====== Task inputs

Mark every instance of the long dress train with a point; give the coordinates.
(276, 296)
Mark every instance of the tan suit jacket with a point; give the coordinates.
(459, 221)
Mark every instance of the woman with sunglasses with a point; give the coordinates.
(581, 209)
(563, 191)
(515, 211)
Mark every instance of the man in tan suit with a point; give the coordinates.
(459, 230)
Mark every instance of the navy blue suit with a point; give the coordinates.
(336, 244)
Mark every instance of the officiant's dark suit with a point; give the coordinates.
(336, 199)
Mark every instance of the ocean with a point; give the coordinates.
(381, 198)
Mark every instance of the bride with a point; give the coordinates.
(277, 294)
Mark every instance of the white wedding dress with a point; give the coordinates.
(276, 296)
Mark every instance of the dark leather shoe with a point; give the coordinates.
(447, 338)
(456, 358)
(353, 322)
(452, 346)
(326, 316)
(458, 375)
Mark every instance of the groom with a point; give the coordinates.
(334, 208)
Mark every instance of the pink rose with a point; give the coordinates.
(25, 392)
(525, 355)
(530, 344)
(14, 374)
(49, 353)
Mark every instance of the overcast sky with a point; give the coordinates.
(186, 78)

============

Directive:
Revise the material above by changing every "give the coordinates" to "report the coordinates" and reproduce all of its lines, leaving everything else the same.

Answer to the task:
Mark every instance of the long dress train with a point; report the coordinates.
(276, 296)
Mark every instance of the tan suit jacket with a point; report the coordinates.
(459, 221)
Mark every instance of the woman with sunglasses with a point; report the coordinates.
(581, 209)
(563, 191)
(515, 211)
Mark every instance of the man in tan suit with a point; report the coordinates.
(459, 230)
Mark every instance of the navy blue suit with a point; report the coordinates.
(336, 244)
Mark every instance of the officiant's dark suit with a point; report the coordinates.
(336, 199)
Mark every instance of the ocean with a point; report the coordinates.
(381, 198)
Mark every instance of the bride with a point; report the coordinates.
(277, 294)
Mark every instance of the white wedding dress with a point; report the coordinates.
(276, 296)
Mark every instance of the dark leather shoe with a point; report the coordinates.
(447, 338)
(456, 358)
(353, 322)
(452, 346)
(326, 316)
(458, 375)
Mark every instance of the groom with a point; report the coordinates.
(334, 208)
Mark every instance of the pink rose with a point; report the coordinates.
(25, 392)
(525, 355)
(530, 344)
(14, 374)
(49, 353)
Mark every instance of the overcast sky with a point; report the coordinates.
(186, 78)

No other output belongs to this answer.